Rewrite the data below, replacing each "sample output" with "example output" and changing nothing else.

Region outline entries:
########

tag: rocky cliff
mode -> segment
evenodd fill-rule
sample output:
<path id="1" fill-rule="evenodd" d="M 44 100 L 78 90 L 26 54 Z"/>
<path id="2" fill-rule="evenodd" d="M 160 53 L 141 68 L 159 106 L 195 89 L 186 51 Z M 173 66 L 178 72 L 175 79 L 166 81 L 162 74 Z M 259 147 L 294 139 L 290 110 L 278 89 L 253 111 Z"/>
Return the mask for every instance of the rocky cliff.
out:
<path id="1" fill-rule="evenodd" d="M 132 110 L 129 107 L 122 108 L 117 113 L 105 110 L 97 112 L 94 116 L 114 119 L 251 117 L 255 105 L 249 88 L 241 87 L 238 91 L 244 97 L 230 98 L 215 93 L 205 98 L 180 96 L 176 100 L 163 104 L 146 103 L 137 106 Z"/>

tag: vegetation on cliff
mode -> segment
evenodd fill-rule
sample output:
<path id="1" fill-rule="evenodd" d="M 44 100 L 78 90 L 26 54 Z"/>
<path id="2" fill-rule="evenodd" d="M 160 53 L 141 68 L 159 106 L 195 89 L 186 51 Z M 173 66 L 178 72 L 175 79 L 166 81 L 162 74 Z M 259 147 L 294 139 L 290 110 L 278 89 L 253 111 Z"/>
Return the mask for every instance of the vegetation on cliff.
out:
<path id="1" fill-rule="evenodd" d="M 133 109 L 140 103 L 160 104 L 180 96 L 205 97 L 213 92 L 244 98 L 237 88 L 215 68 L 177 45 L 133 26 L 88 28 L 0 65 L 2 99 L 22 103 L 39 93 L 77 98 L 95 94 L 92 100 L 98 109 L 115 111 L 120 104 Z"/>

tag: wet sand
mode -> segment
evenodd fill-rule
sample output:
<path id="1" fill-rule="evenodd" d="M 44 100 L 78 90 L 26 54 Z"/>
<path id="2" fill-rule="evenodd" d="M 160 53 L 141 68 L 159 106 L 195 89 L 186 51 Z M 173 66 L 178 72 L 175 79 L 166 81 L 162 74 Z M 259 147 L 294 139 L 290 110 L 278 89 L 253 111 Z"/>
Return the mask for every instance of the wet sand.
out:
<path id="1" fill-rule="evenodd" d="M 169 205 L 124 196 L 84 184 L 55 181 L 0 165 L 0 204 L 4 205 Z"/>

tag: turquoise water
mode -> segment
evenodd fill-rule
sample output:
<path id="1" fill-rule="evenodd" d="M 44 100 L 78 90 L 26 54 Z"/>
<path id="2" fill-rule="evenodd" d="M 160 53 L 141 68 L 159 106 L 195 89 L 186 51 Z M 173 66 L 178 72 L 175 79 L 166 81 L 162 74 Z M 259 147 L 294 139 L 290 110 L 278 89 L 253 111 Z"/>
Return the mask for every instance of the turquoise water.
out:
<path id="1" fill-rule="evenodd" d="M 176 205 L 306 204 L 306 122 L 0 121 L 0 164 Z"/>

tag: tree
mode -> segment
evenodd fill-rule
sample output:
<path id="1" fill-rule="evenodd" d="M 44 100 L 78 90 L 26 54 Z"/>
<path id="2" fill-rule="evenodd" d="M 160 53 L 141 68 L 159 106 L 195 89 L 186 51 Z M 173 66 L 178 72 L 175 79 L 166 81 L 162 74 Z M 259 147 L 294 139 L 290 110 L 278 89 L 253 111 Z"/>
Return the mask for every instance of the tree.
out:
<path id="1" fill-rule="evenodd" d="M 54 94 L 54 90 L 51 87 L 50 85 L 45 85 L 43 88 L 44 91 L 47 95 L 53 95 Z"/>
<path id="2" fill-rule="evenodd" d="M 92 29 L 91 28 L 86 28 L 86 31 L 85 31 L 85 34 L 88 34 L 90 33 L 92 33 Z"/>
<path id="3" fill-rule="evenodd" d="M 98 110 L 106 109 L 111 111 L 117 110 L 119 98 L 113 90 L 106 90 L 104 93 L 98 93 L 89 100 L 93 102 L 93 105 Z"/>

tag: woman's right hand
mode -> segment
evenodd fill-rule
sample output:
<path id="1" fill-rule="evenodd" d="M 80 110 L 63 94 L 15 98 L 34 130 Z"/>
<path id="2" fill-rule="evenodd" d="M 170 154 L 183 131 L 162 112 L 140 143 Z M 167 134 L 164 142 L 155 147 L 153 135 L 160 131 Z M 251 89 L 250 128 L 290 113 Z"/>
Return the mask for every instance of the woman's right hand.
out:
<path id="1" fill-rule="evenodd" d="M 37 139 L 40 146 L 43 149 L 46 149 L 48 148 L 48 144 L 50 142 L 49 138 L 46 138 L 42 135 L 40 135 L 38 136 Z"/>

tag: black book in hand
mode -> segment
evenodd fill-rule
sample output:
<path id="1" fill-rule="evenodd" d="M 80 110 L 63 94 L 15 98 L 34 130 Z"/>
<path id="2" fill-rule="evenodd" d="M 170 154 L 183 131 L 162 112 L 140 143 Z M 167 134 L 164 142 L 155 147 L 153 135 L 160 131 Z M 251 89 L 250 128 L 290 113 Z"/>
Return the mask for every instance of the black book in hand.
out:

########

Reply to the task:
tag: rocky cliff
mode -> segment
evenodd fill-rule
example output:
<path id="1" fill-rule="evenodd" d="M 44 100 L 78 90 L 26 54 Z"/>
<path id="2" fill-rule="evenodd" d="M 160 53 L 141 68 L 159 106 L 195 89 L 186 51 Z M 173 66 L 178 72 L 175 79 L 166 81 L 162 74 Z M 259 147 L 294 139 L 290 110 L 278 89 L 253 111 Z"/>
Return the mask for every instance of the rocky cliff.
out:
<path id="1" fill-rule="evenodd" d="M 132 110 L 129 107 L 122 108 L 117 113 L 105 110 L 97 112 L 94 116 L 114 119 L 251 117 L 255 105 L 249 88 L 241 87 L 238 91 L 244 97 L 230 98 L 215 93 L 205 98 L 180 96 L 176 100 L 163 104 L 146 103 L 137 106 Z"/>

tag: vegetation on cliff
mode -> segment
evenodd fill-rule
example output:
<path id="1" fill-rule="evenodd" d="M 44 100 L 78 90 L 26 54 Z"/>
<path id="2" fill-rule="evenodd" d="M 160 53 L 141 68 L 159 106 L 195 89 L 186 51 Z M 173 66 L 178 72 L 175 79 L 166 81 L 162 74 Z M 259 147 L 294 139 L 290 110 L 278 89 L 253 111 Z"/>
Return the mask for every instance of the vegetation on cliff.
out:
<path id="1" fill-rule="evenodd" d="M 133 109 L 140 103 L 160 104 L 180 96 L 205 97 L 213 92 L 244 98 L 237 88 L 215 68 L 177 45 L 133 26 L 88 28 L 0 65 L 2 99 L 22 103 L 39 93 L 77 98 L 95 94 L 92 100 L 98 109 L 115 111 L 120 104 Z"/>

tag: wet sand
mode -> segment
evenodd fill-rule
example output:
<path id="1" fill-rule="evenodd" d="M 44 100 L 78 90 L 26 54 Z"/>
<path id="2" fill-rule="evenodd" d="M 160 53 L 141 68 L 159 106 L 195 89 L 186 51 Z M 173 66 L 178 72 L 175 79 L 166 81 L 162 74 Z M 259 147 L 294 139 L 290 110 L 278 89 L 253 111 Z"/>
Return the mask for every instance of the wet sand.
out:
<path id="1" fill-rule="evenodd" d="M 169 205 L 124 196 L 84 184 L 55 181 L 0 165 L 0 204 L 4 205 Z"/>

tag: turquoise water
mode -> segment
evenodd fill-rule
example output:
<path id="1" fill-rule="evenodd" d="M 44 100 L 78 90 L 26 54 Z"/>
<path id="2" fill-rule="evenodd" d="M 160 53 L 141 68 L 159 106 L 195 89 L 186 51 Z M 173 66 L 178 72 L 175 79 L 166 81 L 162 74 Z M 259 147 L 294 139 L 290 110 L 278 89 L 253 111 Z"/>
Return the mask for every instance of the turquoise water.
out:
<path id="1" fill-rule="evenodd" d="M 176 205 L 306 204 L 306 122 L 0 121 L 0 164 Z"/>

tag: tree
mode -> segment
evenodd fill-rule
example output:
<path id="1" fill-rule="evenodd" d="M 44 100 L 78 90 L 26 54 Z"/>
<path id="2" fill-rule="evenodd" d="M 160 53 L 141 68 L 159 106 L 195 89 L 186 51 Z M 173 66 L 178 72 L 175 79 L 166 81 L 162 74 Z M 259 147 L 294 139 L 290 110 L 278 89 L 253 111 Z"/>
Return the mask for every instance of the tree.
out:
<path id="1" fill-rule="evenodd" d="M 54 94 L 54 90 L 51 87 L 50 85 L 45 85 L 43 88 L 44 91 L 47 95 L 53 95 Z"/>
<path id="2" fill-rule="evenodd" d="M 92 29 L 91 28 L 86 28 L 86 31 L 85 31 L 85 34 L 88 34 L 90 33 L 92 33 Z"/>
<path id="3" fill-rule="evenodd" d="M 98 110 L 106 109 L 111 111 L 117 110 L 119 98 L 113 90 L 106 90 L 104 93 L 98 93 L 89 100 L 93 102 L 93 105 Z"/>

tag: woman's right hand
mode -> segment
evenodd fill-rule
example output:
<path id="1" fill-rule="evenodd" d="M 80 110 L 63 94 L 15 98 L 34 130 Z"/>
<path id="2" fill-rule="evenodd" d="M 170 154 L 183 131 L 162 112 L 140 143 Z M 167 134 L 164 142 L 155 147 L 153 135 L 160 131 Z M 251 89 L 250 128 L 290 113 Z"/>
Return the mask for every instance of the woman's right hand.
out:
<path id="1" fill-rule="evenodd" d="M 37 139 L 40 146 L 43 149 L 46 149 L 48 148 L 48 144 L 50 142 L 49 138 L 46 138 L 42 135 L 40 135 L 38 136 Z"/>

tag: black book in hand
mode -> segment
evenodd fill-rule
example output:
<path id="1" fill-rule="evenodd" d="M 80 110 L 63 94 L 15 98 L 34 130 Z"/>
<path id="2" fill-rule="evenodd" d="M 170 154 L 183 131 L 162 112 L 140 143 Z M 167 134 L 164 142 L 155 147 L 153 135 L 160 131 Z M 251 89 L 250 128 L 290 113 Z"/>
Return the mask for every instance of the black book in hand.
out:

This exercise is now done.